> [Consigne]:
Reprenez le récit dans lequel Tim se présente et décrit Gwendoline, en le poursuivant après sa dernière phrase.

Présentations
Je m'appelle donc Tim. C'est même pas le diminutif de Timothée. Allez pas me demander pourquoi mes parents m'ont appelé Tim et pas Timothée, je le sais même pas.
J'ai 23 ans, je suis né le 23/11/1983. Je vis depuis 3 mois avec une fille qui s'appelle Gwendoline. Mais c'est pas grave.
Elle est coiffeuse. En fait, ce n'est pas exact, mais je sais pas comment le dire. Parce que là, j'écris "elle est coiffeuse", vous imaginez donc qu'elle travaille dans un salon de coiffure et que son métier consiste à couper les cheveux à des gens en échange d'une rémunération. C'est exact, mais c'est pas suffisant. Quand je dis que Gwen est coiffeuse, je veux aussi dire qu'elle est LA coiffeuse. L'incarnation de la coiffeuse type. C'est ça qui m'énerve un peu chez elle. On croirait qu'elle est née pour shampouiner des têtes, tailler le bout de gras avec des clients et leur indiquer qu'ils ont LE cheveu fin (ou épais, ou rare, ou sec, rayez la mention inutile). Quand elle rentre, l'essentiel de sa conversation est une conversation de coiffeuse. Le temps qu'il fait, y aura-t-il de la neige à Noël, y'a plus de saison, il fait trop chaud pour un mois de novembre, et tout augmente, et que fait la police etc...
Des fois, j'aimerais avoir en face de moi une coiffeuse qui ne soit que coiffeuse dans le salon. Pas en dehors. Puis les problèmes de pellicules de M'ame Bonsart (oui, parce que Gwen a un tic de langage, elle ne dit jamais "Madame", elle dit "M'ame"), j'avoue que j'en ai un peu rien à foutre. Pareil avec le psoriasis de M'ame Coudert.
Bon, elle a des défauts, mais on vit ensemble. De toutes façons, on n'aime pas quelqu'un pour ses qualités, on l'aime pour ses défauts. On ne vit pas avec quelqu'un parce qu'il a des qualités qui nous conviennent, on vit avec parce que ses défauts ne sont pas pour nous rédhibitoires. Et le jour où ils le deviennent, il faut en tirer les conclusions.

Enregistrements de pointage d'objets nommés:
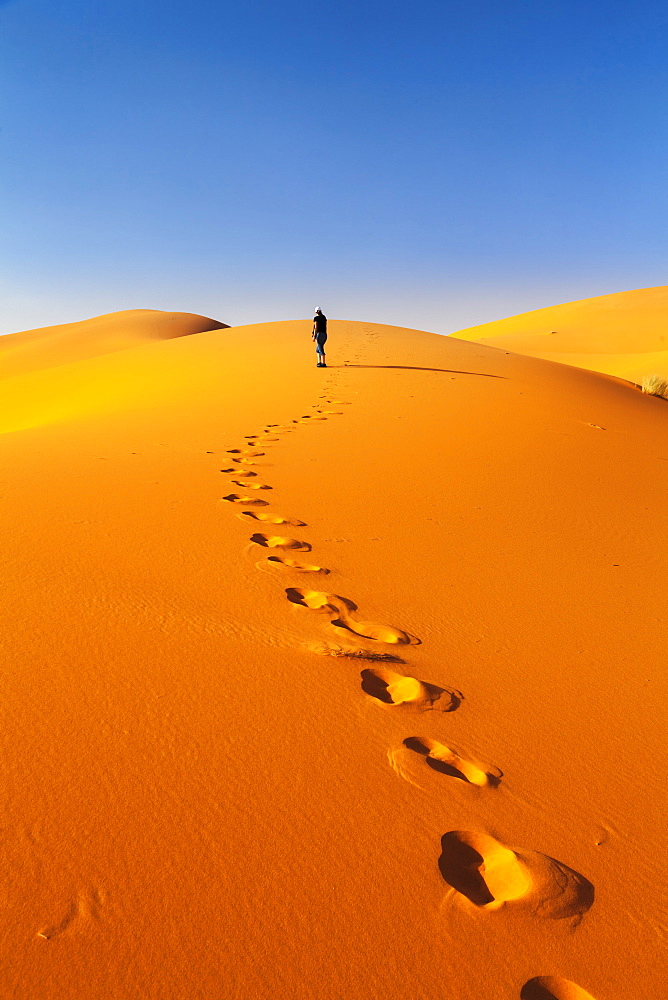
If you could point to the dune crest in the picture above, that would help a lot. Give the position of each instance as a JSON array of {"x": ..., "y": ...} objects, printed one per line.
[
  {"x": 202, "y": 737},
  {"x": 623, "y": 334},
  {"x": 46, "y": 347}
]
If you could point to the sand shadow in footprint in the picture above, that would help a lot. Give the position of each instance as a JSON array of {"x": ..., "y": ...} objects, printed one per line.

> [Réponse attendue]:
Quelquefois, j'aimerais lui dire que je vais mal, que je suis angoissé, que j'ai peur. Quelquefois, j'aimerais me blottir dans ses bras, en lui demandant de me consoler. Quelquefois, je voudrais hurler que j'ai mal, que j'ai mal à en crever, et que je sais même pas pourquoi. Quelquefois, je souhaiterais juste m'allonger et attendre que la journée se passe, avec Gwen qui prendrait une journée juste pour me caresser les cheveux et dire qu'elle m'aime et qu'elle me protègera. Mais ça, c'est pas possible. Parce que de nous deux, le garçon, c'est moi. Et que c'est mon travail de la protéger. C'est même pas macho ce que je dis, puisque c'est vrai. On fonctionne comme ça. Elle rentre énervée du boulot, je l'apaise (en un seul mot, merci). C'est comme ça.
Gwen est une fille fondamentalement gentille, mais je dois m'occuper d'elle, des papiers (elle est incapable de payer une facture à temps, si je la laissais faire, nous vivrions dans un cloaque sans électricité ni téléphone, parce qu'on nous aurait coupé ces deux choses pour non paiement), bref, du quotidien.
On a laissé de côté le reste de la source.